### TRECHO DA PÁGINA
-=-=-

No mundo são quase 60 milhões de aborto no ano, aproximadamente 126 mil por dia

Por Junéia Batista

Em países onde o aborto é criminalizado o número de aborto é alto. Sete milhões de mulheres são internadas por ano por complicações de saúde provocadas por abortos clandestinos. Também todos os anos 22 mil morrem pelo mesmo motivo. O dado é de um estudo feito em 2012 em mais de 26 países em desenvolvimento, dentre eles o Brasil, e publicado em agosto de 2015 no Journal of Obstetrics & Gynaecology (BJOG).

Nos países onde o aborto não é crime como Holanda, Espanha e Alemanha, nós observamos uma taxa muito baixa de mortalidade e uma queda no número de interrupções voluntárias da gravidez, porque passa a existir uma política de planejamento reprodutivo efetiva.

O Uruguai, que descriminalizou o aborto em outubro de 2012, também tem experimentado quedas vertiginosas tanto no número de mortes maternas quanto no número de abortos realizados. Segundo números apresentados pelo governo, entre dezembro de 2012 e maio de 2013, não foi registrada nenhuma morte materna por consequência de aborto e o número de interrupções de gravidez passou de 33 mil por ano para 4 mil. Isso porque, junto da descriminalização, o governo implementou políticas públicas de educação sexual e reprodutiva, planejamento familiar e uso de métodos anticoncepcionais, assim como serviços de atendimento integral de saúde sexual e reprodutiva.

-=-=-

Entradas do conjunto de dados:
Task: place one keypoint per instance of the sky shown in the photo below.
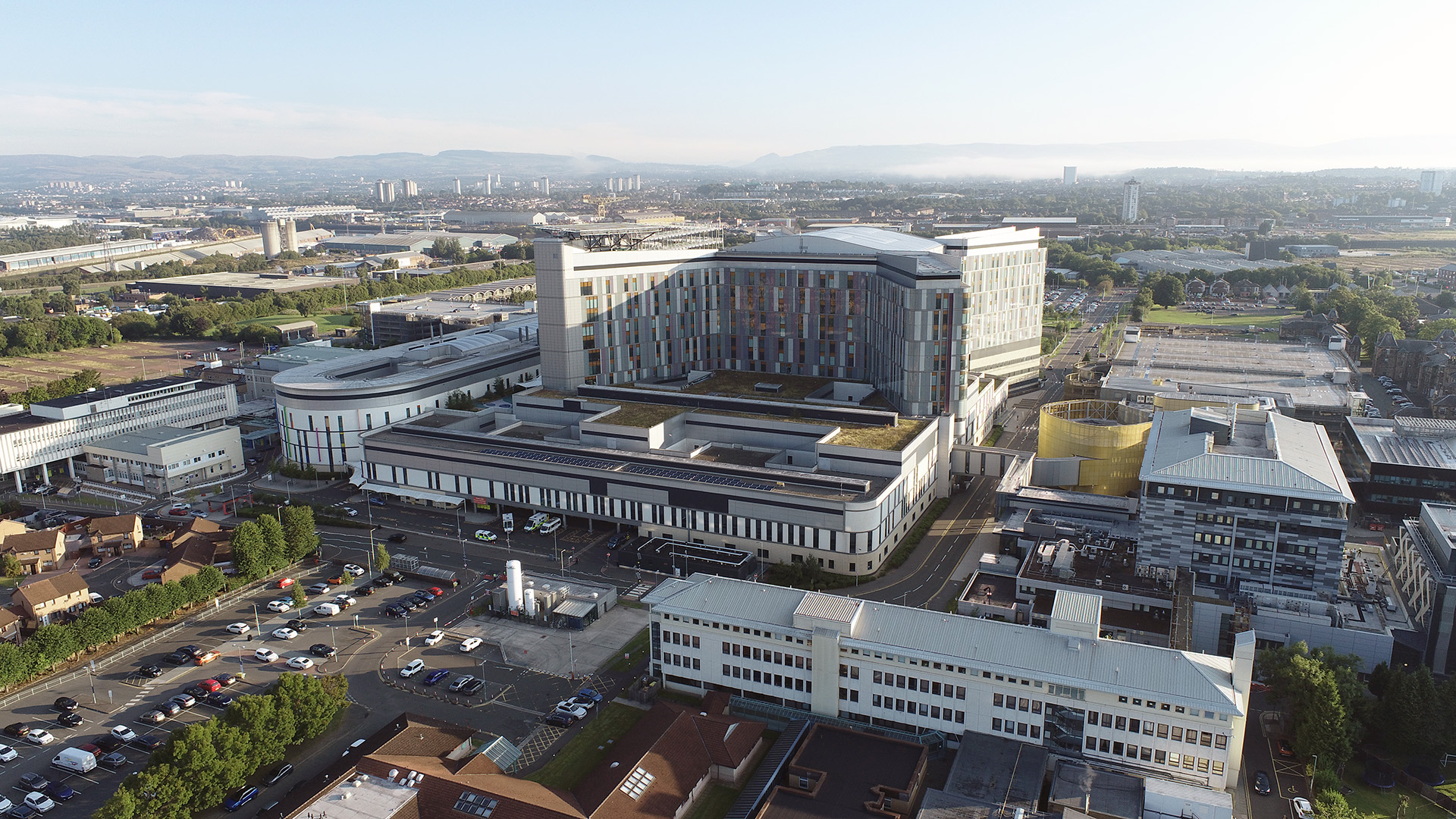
(1320, 83)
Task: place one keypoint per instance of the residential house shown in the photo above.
(111, 535)
(50, 598)
(36, 551)
(661, 767)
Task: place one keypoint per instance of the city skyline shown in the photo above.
(737, 88)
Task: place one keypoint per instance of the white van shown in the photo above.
(74, 760)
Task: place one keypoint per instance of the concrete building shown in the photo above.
(928, 322)
(60, 428)
(324, 407)
(166, 460)
(1424, 557)
(832, 484)
(1244, 496)
(921, 670)
(1395, 465)
(52, 599)
(1432, 183)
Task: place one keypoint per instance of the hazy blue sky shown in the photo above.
(723, 82)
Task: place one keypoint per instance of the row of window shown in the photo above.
(777, 679)
(1144, 754)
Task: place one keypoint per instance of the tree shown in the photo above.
(249, 551)
(299, 532)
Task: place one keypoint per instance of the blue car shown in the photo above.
(239, 799)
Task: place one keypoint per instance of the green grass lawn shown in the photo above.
(327, 321)
(637, 648)
(1372, 802)
(1245, 318)
(715, 803)
(585, 751)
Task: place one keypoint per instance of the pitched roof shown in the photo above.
(118, 525)
(680, 748)
(53, 588)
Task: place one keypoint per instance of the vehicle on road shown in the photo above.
(239, 799)
(278, 774)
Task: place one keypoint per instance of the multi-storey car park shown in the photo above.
(324, 407)
(937, 325)
(1142, 708)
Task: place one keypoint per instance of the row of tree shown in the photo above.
(60, 388)
(201, 763)
(265, 545)
(104, 623)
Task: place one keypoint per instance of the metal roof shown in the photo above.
(1203, 681)
(1280, 453)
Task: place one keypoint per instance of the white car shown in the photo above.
(38, 736)
(568, 707)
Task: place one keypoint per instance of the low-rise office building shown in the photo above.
(1177, 714)
(166, 460)
(1242, 494)
(786, 482)
(57, 430)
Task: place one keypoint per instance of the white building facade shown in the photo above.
(1144, 708)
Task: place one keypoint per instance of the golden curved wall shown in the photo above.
(1109, 435)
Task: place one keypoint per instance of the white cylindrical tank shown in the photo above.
(271, 238)
(513, 585)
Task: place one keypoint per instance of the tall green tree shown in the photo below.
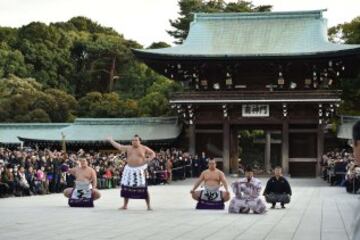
(348, 33)
(25, 100)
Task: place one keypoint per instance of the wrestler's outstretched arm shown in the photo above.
(116, 145)
(224, 182)
(93, 179)
(150, 154)
(198, 182)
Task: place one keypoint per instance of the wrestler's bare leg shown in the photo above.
(226, 196)
(126, 202)
(196, 195)
(96, 194)
(67, 192)
(147, 200)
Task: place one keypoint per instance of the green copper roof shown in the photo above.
(254, 34)
(95, 129)
(346, 127)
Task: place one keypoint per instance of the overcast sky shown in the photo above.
(146, 21)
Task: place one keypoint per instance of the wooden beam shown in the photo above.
(267, 151)
(192, 140)
(226, 146)
(285, 147)
(320, 148)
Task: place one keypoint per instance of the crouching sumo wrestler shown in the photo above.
(84, 193)
(211, 197)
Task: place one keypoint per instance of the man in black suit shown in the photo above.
(356, 150)
(277, 189)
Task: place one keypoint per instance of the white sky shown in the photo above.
(146, 21)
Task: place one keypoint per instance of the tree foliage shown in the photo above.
(348, 33)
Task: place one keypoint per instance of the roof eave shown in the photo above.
(144, 55)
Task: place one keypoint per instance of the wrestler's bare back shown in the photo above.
(85, 174)
(212, 178)
(136, 156)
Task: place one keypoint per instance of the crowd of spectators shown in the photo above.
(25, 172)
(339, 169)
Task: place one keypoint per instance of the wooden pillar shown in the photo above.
(192, 139)
(226, 146)
(320, 148)
(285, 147)
(234, 153)
(267, 151)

-=-=-

### TAREFAS OBRIGATÓRIAS
**1.** Reproduza sem alterações as linhas dos registros, desde o início deles até a linha que contém "(1432, 183)", incluindo ambas as extremidades. Deixe as imagens de fora da resposta.
**2.** Dê sequência ao texto sobre a descriminalização do aborto, começando logo após a última frase apresentada.

### RESPOSTAS DO EXERCÍCIO
**1.**
Task: place one keypoint per instance of the sky shown in the photo below.
(1320, 83)
Task: place one keypoint per instance of the residential house shown in the photo above.
(111, 535)
(50, 598)
(36, 551)
(661, 767)
Task: place one keypoint per instance of the city skyline shown in the photo above.
(737, 88)
Task: place one keypoint per instance of the white van shown in the photo above.
(74, 760)
Task: place one keypoint per instance of the concrete building shown in the photo above.
(928, 322)
(60, 428)
(324, 407)
(166, 460)
(1424, 557)
(832, 484)
(1244, 496)
(921, 670)
(1395, 465)
(52, 599)
(1432, 183)

**2.**
No Brasil o aborto é criminalizado, mas o número de mulheres que abortam só aumenta.  A cada dois dias, uma brasileira morre por aborto inseguro, problema ligado à criminalização da interrupção da gravidez e à violação dos direitos da mulher. Por ano, mais de um milhão de abortos e 250 mil internações são feitas no Brasil.

Segundo artigo 124 do Código Penal, de 1940, a mulher que praticar o aborto pode ficar até 3 anos presa. Só é permitido quando há risco de saúde para mãe ou em casos de estupro.  (Mas já está em trâmite no Congresso Nacional o projeto de Lei 5069 de autoria do Deputado Eduardo Cunha e seus aliados quer criminalizar o aborto das mulheres vítimas de violência sexual).

E se depender do Congresso Nacional tende a ter retrocessos. Existem quatro frentes parlamentares contra a legalização do aborto, uma delas com mais de 200 deputados (a Câmara tem 513 cadeiras) ligados a chamada bancada da bíblia. Muitos declaram abertamente estar a serviço de sua Igreja, deixando de lado o dever de representar eleitores e não levando em consideração que o estado é laico.

Além de tudo, os parlamentares não podem esquecer, ou se omitirem vergonhosamente, que o país descumpre o compromisso assumido com a ONU nas Conferências do Cairo, em 1994, e de Beijing, em 1995. Nelas, o país se comprometeu a rever as legislações punitivas para as mulheres que decidem livremente interromper a gravidez.

A posição da CUT em relação ao aborto

Em seu IV Congresso no ano de 1991, a Central Única dos Trabalhadores aprovou o posicionamento favorável a legalização e descriminalização do aborto.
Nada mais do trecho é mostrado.